--- AIM OF THE TASK ---
Please pick out every line in the data below that contains the word "white", and copy each of those lines.
** begin RECORDS FOR PROCESSING **
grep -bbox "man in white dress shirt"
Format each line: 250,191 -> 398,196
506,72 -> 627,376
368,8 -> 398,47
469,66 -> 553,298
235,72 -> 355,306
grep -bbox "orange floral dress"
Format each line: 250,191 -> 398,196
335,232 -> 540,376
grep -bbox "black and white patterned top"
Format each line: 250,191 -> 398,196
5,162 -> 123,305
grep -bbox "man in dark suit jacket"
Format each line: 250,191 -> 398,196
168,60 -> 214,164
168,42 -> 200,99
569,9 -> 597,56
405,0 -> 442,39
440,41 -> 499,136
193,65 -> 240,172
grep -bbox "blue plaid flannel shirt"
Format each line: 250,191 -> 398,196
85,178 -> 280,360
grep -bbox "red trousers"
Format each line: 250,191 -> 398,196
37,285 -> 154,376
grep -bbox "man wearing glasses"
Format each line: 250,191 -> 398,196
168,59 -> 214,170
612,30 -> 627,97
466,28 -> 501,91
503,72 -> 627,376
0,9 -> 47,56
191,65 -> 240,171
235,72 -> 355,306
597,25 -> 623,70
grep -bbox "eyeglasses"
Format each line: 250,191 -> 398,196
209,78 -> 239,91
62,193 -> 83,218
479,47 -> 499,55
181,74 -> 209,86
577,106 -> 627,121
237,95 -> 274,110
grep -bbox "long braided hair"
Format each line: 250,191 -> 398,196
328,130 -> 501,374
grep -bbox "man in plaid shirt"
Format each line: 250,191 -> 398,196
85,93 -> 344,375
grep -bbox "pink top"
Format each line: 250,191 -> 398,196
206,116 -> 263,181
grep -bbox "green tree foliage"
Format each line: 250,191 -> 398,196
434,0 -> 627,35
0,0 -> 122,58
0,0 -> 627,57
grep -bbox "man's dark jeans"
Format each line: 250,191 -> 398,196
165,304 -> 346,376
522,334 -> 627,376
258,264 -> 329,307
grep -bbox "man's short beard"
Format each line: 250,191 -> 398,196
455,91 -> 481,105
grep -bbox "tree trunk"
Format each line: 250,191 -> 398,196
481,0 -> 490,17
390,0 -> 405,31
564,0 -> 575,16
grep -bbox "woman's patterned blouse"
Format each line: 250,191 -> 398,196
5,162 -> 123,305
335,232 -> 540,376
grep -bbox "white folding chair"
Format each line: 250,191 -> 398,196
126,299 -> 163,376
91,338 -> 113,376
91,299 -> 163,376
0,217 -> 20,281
** end RECORDS FOR PROCESSING **
--- EXPECTED ANSWER ---
grep -bbox "man in white dress shirt"
grep -bbox "black and white patterned top"
grep -bbox "white folding chair"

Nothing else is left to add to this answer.